WORK INSTRUCTIONS:
Write out the lines from the line containing "Where can the lamp" through the final line of the listing below, exactly, omitting every other line.

**** DATA

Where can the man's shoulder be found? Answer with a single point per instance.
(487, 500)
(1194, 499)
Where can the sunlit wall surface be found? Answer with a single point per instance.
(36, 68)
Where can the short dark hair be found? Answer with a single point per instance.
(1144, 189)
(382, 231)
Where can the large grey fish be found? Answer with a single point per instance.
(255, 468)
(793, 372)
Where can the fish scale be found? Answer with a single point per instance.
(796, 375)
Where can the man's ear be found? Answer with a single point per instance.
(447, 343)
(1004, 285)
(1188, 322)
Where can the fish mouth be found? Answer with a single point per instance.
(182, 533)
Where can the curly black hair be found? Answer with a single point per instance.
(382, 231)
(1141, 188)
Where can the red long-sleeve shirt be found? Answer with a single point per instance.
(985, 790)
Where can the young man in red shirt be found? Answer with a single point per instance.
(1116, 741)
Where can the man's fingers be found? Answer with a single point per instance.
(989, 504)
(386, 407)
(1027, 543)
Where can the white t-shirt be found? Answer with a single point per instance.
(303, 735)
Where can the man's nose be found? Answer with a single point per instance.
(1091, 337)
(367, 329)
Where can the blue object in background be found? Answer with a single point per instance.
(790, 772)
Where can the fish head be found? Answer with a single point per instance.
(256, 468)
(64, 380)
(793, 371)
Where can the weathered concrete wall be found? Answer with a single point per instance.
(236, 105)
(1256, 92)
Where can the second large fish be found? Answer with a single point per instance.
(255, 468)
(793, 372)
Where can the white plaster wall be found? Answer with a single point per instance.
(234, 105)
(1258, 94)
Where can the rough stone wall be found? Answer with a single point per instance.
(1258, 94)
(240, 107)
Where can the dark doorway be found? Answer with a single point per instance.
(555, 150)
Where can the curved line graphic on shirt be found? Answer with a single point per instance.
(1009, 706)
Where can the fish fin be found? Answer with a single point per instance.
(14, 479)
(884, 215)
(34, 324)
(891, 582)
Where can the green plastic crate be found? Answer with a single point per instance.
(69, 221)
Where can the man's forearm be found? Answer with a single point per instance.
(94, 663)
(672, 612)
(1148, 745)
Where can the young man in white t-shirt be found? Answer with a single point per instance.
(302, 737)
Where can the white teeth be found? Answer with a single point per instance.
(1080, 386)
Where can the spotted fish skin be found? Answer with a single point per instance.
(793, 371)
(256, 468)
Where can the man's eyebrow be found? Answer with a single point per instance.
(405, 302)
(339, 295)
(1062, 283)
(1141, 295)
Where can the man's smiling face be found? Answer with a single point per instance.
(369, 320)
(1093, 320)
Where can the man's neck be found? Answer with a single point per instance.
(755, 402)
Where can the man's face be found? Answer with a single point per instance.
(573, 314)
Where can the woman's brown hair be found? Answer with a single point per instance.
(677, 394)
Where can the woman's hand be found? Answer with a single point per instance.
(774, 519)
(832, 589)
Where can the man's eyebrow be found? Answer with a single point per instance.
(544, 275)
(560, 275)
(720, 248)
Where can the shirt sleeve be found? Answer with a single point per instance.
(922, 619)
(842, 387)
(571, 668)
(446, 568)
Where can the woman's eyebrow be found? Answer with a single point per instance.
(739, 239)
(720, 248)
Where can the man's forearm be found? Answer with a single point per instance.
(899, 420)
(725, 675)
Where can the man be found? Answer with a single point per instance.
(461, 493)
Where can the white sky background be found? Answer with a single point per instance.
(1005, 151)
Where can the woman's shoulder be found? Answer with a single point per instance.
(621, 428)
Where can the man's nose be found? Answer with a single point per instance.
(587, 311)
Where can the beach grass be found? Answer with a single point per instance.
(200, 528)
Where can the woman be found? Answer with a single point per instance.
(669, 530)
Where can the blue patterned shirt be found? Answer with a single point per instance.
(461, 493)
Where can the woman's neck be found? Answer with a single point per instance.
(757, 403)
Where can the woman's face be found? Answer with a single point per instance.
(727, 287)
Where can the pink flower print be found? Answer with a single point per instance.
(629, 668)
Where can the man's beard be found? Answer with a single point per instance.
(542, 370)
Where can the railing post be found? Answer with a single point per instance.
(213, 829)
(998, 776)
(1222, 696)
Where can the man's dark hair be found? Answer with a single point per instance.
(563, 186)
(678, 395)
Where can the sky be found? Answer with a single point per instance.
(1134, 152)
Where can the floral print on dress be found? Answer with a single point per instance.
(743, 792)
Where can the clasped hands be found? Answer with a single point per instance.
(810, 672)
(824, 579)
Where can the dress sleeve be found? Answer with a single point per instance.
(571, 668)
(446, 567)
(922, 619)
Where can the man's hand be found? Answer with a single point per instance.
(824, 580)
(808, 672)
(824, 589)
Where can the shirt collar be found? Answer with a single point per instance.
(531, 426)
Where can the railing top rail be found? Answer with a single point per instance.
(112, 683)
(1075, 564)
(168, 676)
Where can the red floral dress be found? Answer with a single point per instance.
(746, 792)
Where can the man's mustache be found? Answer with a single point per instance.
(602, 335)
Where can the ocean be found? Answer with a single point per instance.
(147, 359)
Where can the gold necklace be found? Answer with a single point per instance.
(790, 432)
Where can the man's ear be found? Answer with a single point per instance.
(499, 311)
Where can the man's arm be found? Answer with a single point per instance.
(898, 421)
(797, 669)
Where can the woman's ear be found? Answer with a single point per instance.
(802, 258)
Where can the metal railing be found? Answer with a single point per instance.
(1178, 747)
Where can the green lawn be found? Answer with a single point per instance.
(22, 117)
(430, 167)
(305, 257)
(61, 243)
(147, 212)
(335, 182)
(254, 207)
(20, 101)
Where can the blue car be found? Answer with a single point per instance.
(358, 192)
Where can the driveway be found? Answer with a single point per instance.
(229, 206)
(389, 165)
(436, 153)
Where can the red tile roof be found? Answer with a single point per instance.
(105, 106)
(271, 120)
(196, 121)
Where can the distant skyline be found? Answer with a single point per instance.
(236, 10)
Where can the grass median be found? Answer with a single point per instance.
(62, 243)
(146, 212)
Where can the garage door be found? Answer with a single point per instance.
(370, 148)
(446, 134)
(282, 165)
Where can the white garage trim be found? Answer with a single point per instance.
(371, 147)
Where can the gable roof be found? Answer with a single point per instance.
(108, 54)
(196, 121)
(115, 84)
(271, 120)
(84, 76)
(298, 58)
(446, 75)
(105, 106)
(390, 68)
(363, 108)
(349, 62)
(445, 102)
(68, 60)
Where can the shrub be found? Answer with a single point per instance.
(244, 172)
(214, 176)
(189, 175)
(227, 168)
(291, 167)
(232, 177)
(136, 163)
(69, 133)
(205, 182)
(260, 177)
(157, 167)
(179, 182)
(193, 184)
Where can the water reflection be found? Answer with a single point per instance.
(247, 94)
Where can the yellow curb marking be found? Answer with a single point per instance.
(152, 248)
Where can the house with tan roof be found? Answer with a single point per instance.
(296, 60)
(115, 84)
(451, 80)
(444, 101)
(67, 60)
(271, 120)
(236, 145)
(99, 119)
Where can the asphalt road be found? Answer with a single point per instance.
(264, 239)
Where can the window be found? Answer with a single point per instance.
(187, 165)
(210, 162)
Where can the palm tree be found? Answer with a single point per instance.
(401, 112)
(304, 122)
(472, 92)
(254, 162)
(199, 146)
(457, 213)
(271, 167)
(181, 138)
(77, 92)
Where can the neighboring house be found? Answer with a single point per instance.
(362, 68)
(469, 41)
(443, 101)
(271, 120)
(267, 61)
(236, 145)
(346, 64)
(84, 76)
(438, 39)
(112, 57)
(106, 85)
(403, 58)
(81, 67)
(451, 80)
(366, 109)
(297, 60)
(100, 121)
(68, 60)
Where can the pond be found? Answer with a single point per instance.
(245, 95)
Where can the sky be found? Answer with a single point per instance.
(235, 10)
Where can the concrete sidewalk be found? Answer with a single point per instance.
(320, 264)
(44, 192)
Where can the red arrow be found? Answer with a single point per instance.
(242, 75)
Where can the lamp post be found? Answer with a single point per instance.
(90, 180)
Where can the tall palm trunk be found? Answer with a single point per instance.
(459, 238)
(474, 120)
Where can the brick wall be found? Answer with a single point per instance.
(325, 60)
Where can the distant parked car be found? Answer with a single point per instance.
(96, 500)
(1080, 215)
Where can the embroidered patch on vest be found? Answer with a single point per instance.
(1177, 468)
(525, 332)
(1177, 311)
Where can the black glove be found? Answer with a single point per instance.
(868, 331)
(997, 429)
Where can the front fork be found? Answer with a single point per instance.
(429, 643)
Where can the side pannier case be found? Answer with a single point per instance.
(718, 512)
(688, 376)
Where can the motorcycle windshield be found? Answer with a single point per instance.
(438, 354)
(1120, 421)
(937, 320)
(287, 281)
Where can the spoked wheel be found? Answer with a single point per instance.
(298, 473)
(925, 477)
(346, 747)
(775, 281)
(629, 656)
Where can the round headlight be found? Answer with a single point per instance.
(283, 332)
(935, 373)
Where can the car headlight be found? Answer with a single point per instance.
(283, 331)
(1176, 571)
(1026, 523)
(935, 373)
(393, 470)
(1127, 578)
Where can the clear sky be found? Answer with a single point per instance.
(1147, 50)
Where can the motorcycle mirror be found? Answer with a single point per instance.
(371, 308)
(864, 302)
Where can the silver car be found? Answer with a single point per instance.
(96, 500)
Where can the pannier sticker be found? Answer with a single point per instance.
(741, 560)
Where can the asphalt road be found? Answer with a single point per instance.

********

WRITTEN ANSWER:
Where can the lamp post be found? Answer with a single point per instance.
(90, 180)
Where can the tall palm trunk be found? Answer with a single point per instance.
(459, 238)
(474, 120)
Where can the brick wall be found? Answer with a single point per instance.
(325, 60)
Where can the distant parked car be found? Answer with a single point per instance.
(96, 500)
(1080, 215)
Where can the embroidered patch on vest be found? Answer with a single point per instance.
(1177, 468)
(525, 332)
(1177, 311)
Where can the black glove be found? Answer with a single point per instance.
(868, 331)
(997, 429)
Where can the front fork be found? Answer with a single point per instance.
(429, 643)
Where can the side pannier case be found? Answer with a single point per instance.
(718, 512)
(688, 376)
Where can the motorcycle windshield be found? Answer with a single point per instance.
(438, 354)
(1120, 421)
(937, 320)
(287, 281)
Where can the spoked wheel be found? Answer with a single point per instance.
(298, 473)
(925, 477)
(346, 747)
(775, 281)
(629, 656)
Where can the round headlight be found? Answer with a single point per instance.
(283, 332)
(935, 373)
Where can the car headlight be found? Answer with a single point per instance.
(283, 331)
(1176, 571)
(1026, 523)
(935, 373)
(393, 470)
(1127, 578)
Where can the clear sky be found? Answer with a single point per instance.
(1147, 50)
Where can the motorcycle mirror be found? Answer with a single point per instance.
(371, 308)
(864, 302)
Where can the silver car be found? Answer with a single point per instance.
(96, 500)
Where can the pannier sticker be found? Answer with a single point per instance.
(741, 560)
Where can the asphalt road be found? Answer with a single point per instance.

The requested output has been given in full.